SUPPLIED ENTRIES:
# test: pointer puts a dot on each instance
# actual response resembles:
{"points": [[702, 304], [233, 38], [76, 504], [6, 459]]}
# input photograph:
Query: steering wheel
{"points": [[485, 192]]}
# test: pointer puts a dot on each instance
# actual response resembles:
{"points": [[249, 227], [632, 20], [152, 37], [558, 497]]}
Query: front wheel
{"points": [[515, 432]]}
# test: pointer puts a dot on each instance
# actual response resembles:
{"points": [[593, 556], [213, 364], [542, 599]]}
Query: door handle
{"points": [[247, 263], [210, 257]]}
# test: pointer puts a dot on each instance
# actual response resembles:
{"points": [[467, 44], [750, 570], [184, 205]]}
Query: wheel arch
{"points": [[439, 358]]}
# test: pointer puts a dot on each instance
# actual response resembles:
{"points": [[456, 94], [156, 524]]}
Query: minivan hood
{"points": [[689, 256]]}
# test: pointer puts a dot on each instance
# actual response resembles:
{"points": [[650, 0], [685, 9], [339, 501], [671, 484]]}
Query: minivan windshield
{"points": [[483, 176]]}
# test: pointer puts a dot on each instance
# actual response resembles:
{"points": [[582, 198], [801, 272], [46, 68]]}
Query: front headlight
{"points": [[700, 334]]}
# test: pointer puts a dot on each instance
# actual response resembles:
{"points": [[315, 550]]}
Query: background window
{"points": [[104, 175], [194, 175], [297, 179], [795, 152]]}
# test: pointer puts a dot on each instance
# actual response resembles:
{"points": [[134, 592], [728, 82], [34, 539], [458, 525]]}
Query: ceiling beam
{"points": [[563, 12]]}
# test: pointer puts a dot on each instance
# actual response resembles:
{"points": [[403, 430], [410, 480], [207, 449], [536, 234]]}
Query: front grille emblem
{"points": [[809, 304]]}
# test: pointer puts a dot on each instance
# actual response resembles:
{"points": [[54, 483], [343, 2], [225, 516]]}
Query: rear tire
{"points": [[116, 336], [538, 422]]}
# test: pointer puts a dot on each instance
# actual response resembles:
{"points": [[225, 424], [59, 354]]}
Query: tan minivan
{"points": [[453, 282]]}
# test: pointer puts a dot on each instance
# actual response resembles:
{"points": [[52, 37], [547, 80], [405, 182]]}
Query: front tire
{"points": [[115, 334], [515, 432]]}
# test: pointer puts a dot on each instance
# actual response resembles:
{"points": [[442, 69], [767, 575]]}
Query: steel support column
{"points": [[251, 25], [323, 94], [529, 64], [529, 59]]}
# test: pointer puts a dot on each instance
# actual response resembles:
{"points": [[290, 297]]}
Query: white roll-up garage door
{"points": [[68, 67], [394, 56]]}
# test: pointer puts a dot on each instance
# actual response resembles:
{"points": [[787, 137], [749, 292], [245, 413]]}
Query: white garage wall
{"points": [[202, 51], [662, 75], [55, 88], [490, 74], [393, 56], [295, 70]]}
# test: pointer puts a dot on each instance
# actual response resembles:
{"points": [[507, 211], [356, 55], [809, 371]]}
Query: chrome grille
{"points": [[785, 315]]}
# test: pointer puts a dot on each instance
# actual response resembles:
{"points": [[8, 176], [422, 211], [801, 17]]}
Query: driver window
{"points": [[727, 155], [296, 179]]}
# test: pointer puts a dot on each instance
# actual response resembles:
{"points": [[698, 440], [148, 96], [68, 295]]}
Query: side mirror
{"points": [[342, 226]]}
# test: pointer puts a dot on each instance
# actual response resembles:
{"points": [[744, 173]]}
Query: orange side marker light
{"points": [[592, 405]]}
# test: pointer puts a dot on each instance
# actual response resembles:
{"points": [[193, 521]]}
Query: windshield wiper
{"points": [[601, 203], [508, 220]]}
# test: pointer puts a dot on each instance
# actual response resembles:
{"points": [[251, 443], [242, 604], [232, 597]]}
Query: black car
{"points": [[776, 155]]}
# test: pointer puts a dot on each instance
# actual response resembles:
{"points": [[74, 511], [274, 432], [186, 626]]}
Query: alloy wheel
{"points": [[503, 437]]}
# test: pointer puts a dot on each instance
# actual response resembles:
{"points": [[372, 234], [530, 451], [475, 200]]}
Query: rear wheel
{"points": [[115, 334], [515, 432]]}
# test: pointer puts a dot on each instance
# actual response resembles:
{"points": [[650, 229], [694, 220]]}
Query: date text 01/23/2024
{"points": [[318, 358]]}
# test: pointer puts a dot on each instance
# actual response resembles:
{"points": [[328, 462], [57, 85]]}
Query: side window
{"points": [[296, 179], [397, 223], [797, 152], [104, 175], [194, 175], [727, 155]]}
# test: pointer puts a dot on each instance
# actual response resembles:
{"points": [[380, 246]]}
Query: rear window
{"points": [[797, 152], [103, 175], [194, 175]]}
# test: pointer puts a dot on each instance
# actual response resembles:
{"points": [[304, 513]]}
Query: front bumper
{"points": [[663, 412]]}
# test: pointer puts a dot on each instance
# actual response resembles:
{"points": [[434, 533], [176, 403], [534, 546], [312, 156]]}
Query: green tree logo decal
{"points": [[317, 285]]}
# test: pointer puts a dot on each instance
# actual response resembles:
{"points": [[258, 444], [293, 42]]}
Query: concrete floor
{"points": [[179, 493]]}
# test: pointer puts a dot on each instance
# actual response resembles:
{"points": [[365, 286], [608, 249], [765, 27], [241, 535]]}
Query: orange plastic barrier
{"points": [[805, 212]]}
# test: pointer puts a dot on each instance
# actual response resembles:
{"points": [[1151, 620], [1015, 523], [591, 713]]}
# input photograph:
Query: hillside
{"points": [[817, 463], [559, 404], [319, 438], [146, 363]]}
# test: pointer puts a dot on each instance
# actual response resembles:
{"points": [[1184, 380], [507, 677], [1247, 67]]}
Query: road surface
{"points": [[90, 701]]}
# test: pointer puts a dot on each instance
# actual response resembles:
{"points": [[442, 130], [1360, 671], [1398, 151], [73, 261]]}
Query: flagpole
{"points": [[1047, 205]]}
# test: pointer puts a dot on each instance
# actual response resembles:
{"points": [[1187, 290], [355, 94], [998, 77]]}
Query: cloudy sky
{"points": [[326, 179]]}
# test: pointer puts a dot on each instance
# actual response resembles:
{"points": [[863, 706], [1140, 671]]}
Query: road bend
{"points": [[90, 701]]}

WHAT IS EXPECTED: Every line of the data is to be printed again exactly.

ANSWER TO THIS EXERCISE:
# test: pointer puts a dot on each instance
# actual response resembles:
{"points": [[702, 304], [233, 38], [76, 504], [6, 459]]}
# input photograph:
Query: steering wheel
{"points": [[485, 192]]}
# test: pointer puts a dot on each instance
# actual response resembles:
{"points": [[249, 227], [632, 20], [152, 37], [558, 497]]}
Query: front wheel
{"points": [[515, 432]]}
# test: pointer puts a dot on each instance
# actual response resembles:
{"points": [[593, 556], [213, 364], [542, 599]]}
Query: door handle
{"points": [[247, 263], [210, 257]]}
# test: pointer puts a dot on each instance
# actual response resembles:
{"points": [[467, 44], [750, 570], [184, 205]]}
Query: wheel arch
{"points": [[439, 358]]}
# test: pointer puts a dot on each instance
# actual response resembles:
{"points": [[456, 94], [156, 524]]}
Query: minivan hood
{"points": [[689, 256]]}
# test: pointer puts a dot on each instance
# actual response resembles:
{"points": [[650, 0], [685, 9], [339, 501], [671, 484]]}
Query: minivan windshield
{"points": [[483, 176]]}
# test: pointer puts a dot on each instance
# actual response resembles:
{"points": [[582, 198], [801, 272], [46, 68]]}
Query: front headlight
{"points": [[700, 334]]}
# test: pointer puts a dot on each instance
# actual response resembles:
{"points": [[315, 550]]}
Query: background window
{"points": [[104, 175], [194, 175], [297, 179], [795, 152]]}
# test: pointer puts a dot on each instance
# actual response resembles:
{"points": [[134, 592], [728, 82], [34, 539], [458, 525]]}
Query: ceiling beam
{"points": [[563, 12]]}
# test: pointer puts a dot on each instance
# actual response resembles:
{"points": [[403, 430], [410, 480], [207, 449], [536, 234]]}
Query: front grille emblem
{"points": [[809, 304]]}
# test: pointer puts a dot on each instance
# actual response resembles:
{"points": [[54, 483], [343, 2], [225, 516]]}
Query: rear tire
{"points": [[116, 336], [538, 422]]}
# test: pointer puts a dot on each instance
# actual response resembles:
{"points": [[225, 424], [59, 354]]}
Query: tan minivan
{"points": [[453, 282]]}
# test: pointer puts a dot on each instance
# actual response resembles:
{"points": [[52, 37], [547, 80], [405, 182]]}
Query: front tire
{"points": [[115, 334], [515, 432]]}
# test: pointer puts a dot on each instance
# actual response resembles:
{"points": [[442, 69], [767, 575]]}
Query: steel support column
{"points": [[251, 25], [323, 94], [529, 64], [529, 59]]}
# test: pointer puts a dot on each instance
# actual response resembles:
{"points": [[290, 297]]}
Query: white roll-up garage door
{"points": [[68, 67], [394, 56]]}
# test: pointer puts a dot on each instance
# actual response resembles:
{"points": [[787, 137], [749, 292], [245, 413]]}
Query: white garage wall
{"points": [[202, 51], [662, 75], [55, 88], [490, 74], [393, 56], [295, 70]]}
# test: pointer puts a dot on each instance
# actual response resembles:
{"points": [[507, 211], [356, 55], [809, 371]]}
Query: chrome grille
{"points": [[785, 315]]}
# test: pointer puts a dot on each instance
# actual response resembles:
{"points": [[8, 176], [422, 211], [801, 17]]}
Query: driver window
{"points": [[727, 155], [296, 179]]}
# test: pointer puts a dot on each instance
# actual response resembles:
{"points": [[698, 440], [148, 96], [68, 295]]}
Query: side mirror
{"points": [[342, 226]]}
# test: pointer puts a dot on each instance
# actual response resembles:
{"points": [[744, 173]]}
Query: orange side marker light
{"points": [[592, 405]]}
# test: pointer puts a dot on each instance
# actual response resembles:
{"points": [[193, 521]]}
Query: windshield wiper
{"points": [[601, 203], [508, 220]]}
# test: pointer puts a dot on each instance
# actual response resembles:
{"points": [[251, 443], [242, 604], [232, 597]]}
Query: black car
{"points": [[776, 155]]}
# test: pointer puts a dot on each instance
# actual response resembles:
{"points": [[74, 511], [274, 432], [186, 626]]}
Query: alloy wheel
{"points": [[503, 437]]}
# test: pointer puts a dot on each instance
# actual response resembles:
{"points": [[372, 234], [530, 451], [475, 200]]}
Query: rear wheel
{"points": [[115, 334], [515, 432]]}
# test: pointer puts a dot on each instance
# actual response resembles:
{"points": [[650, 229], [694, 220]]}
Query: date text 01/23/2024
{"points": [[318, 358]]}
# test: pointer puts a dot on each instance
# actual response resembles:
{"points": [[328, 462], [57, 85]]}
Query: side window
{"points": [[296, 179], [397, 223], [797, 152], [104, 175], [194, 175], [727, 155]]}
# test: pointer puts a dot on each instance
# actual response resembles:
{"points": [[380, 246]]}
Query: rear window
{"points": [[797, 152], [103, 175], [194, 175]]}
# test: pointer puts a dot on each instance
# actual response resembles:
{"points": [[304, 513]]}
Query: front bumper
{"points": [[663, 412]]}
# test: pointer puts a dot on each instance
# actual response resembles:
{"points": [[434, 533], [176, 403], [534, 546], [312, 156]]}
Query: green tree logo decal
{"points": [[317, 285]]}
# test: pointer puts a dot on each instance
# actual response resembles:
{"points": [[258, 444], [293, 42]]}
Query: concrete floor
{"points": [[179, 493]]}
# test: pointer puts a dot on each instance
# actual response resembles:
{"points": [[365, 286], [608, 249], [765, 27], [241, 535]]}
Query: orange plastic barrier
{"points": [[805, 212]]}
# test: pointer puts a dot on each instance
# actual response resembles:
{"points": [[1151, 620], [1015, 523], [591, 713]]}
# input photograph:
Query: hillside
{"points": [[817, 463], [559, 404], [319, 438], [146, 363]]}
# test: pointer puts a dot on each instance
# actual response resembles:
{"points": [[1184, 380], [507, 677], [1247, 67]]}
Query: road surface
{"points": [[90, 701]]}
# test: pointer puts a dot on each instance
# actual response resembles:
{"points": [[442, 130], [1360, 671], [1398, 151], [73, 261]]}
Query: flagpole
{"points": [[1047, 205]]}
# test: pointer puts a dot on each instance
# actual response resembles:
{"points": [[1187, 290], [355, 94], [998, 77]]}
Query: cloudy sky
{"points": [[326, 179]]}
# test: pointer puts a dot on each instance
# actual response resembles:
{"points": [[863, 706], [1140, 671]]}
Query: road bend
{"points": [[90, 701]]}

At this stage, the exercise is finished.